Passage shown:
# # # # # # #
Tareq Al-Suwaidan


Tareq Mohammed Al-Suwaidan is a Kuwaiti writer, historian, businessman, and Muslim scholar. He is chairman of the Gulf Innovation Group. He is well known in the Middle East and in Muslim communities throughout the world for his management/strategic planning training, and television shows and appearances. According to Forbes magazine, Al-Suwaidan ranks second in annual net income among Islamic speakers in the Muslim world with an estimated net profit of $1 million in 2007.

Childhood and education

Al-Suwaidan was trained in the classical Islamic sciences in his youth and lived and studied in the United States from the age of 17 and remained for in the US for 20 years. He graduated from high, and receiving a BS in petroleum and natural gas engineering from Penn State University in 1975. He earned an MSc and subsequently PhD in 1990 in petroleum engineering from the University of Tulsa.
# # # # # # #
Listed entries:
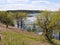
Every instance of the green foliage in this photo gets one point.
(48, 21)
(29, 29)
(6, 18)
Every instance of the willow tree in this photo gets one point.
(48, 22)
(19, 16)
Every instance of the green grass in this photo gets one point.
(12, 38)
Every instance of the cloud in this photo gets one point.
(2, 1)
(40, 1)
(16, 1)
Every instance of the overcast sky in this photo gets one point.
(29, 4)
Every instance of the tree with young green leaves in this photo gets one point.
(48, 22)
(6, 18)
(19, 16)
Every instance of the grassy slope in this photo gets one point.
(14, 36)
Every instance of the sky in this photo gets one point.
(29, 4)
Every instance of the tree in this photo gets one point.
(19, 16)
(34, 28)
(6, 18)
(48, 22)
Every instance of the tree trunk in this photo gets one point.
(6, 26)
(21, 23)
(48, 34)
(59, 35)
(17, 24)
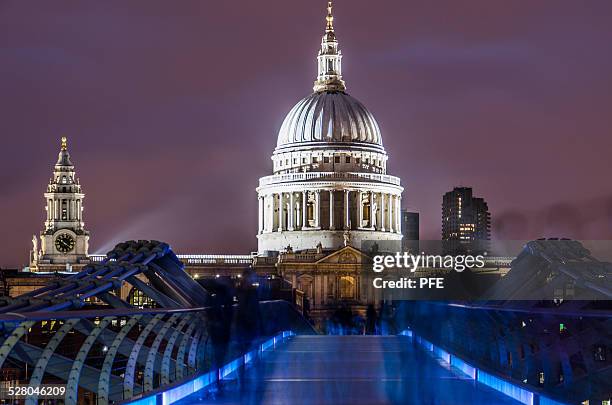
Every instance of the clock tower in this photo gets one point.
(64, 242)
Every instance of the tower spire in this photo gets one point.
(330, 18)
(329, 60)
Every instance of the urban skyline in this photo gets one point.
(125, 150)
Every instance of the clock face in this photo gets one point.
(64, 243)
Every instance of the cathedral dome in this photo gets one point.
(329, 116)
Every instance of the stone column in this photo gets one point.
(398, 226)
(260, 215)
(359, 209)
(291, 211)
(390, 212)
(331, 210)
(280, 212)
(372, 212)
(382, 212)
(304, 209)
(347, 210)
(318, 208)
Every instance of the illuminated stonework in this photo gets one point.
(329, 186)
(64, 240)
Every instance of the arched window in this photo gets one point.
(138, 299)
(347, 287)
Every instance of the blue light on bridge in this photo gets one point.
(463, 367)
(548, 401)
(512, 390)
(507, 388)
(179, 392)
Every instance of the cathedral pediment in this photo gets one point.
(346, 255)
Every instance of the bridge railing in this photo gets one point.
(558, 350)
(112, 355)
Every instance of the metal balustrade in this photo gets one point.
(117, 352)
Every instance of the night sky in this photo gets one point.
(172, 110)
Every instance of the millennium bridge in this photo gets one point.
(79, 335)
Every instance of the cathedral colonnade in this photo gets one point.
(330, 209)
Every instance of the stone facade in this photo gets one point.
(64, 241)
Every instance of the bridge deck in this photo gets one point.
(351, 370)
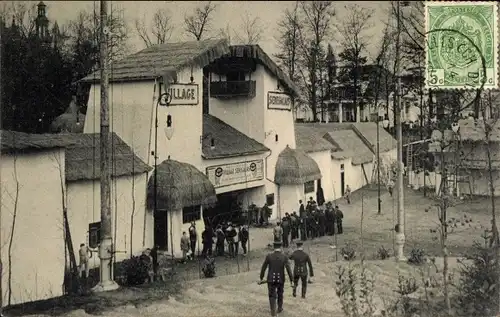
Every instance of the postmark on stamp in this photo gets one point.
(461, 45)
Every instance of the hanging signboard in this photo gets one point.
(183, 95)
(236, 173)
(277, 100)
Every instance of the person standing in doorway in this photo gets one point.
# # # # # # #
Task instructions:
1. From the Al-Suwaidan biography, print everything from "Tareq Al-Suwaidan" down to "million in 2007.".
2. Name each occupation or role that the opening sentence of the Al-Suwaidan biography uses to describe him.
The lines have no connection to the Al-Suwaidan biography.

Answer set:
1.
Tareq Al-Suwaidan


Tareq Mohammed Al-Suwaidan is a Kuwaiti writer, historian, businessman, and Muslim scholar. He is chairman of the Gulf Innovation Group. He is well known in the Middle East and in Muslim communities throughout the world for his management/strategic planning training, and television shows and appearances. According to Forbes magazine, Al-Suwaidan ranks second in annual net income among Islamic speakers in the Muslim world with an estimated net profit of $1 million in 2007.

2. writer, historian, businessman, Muslim scholar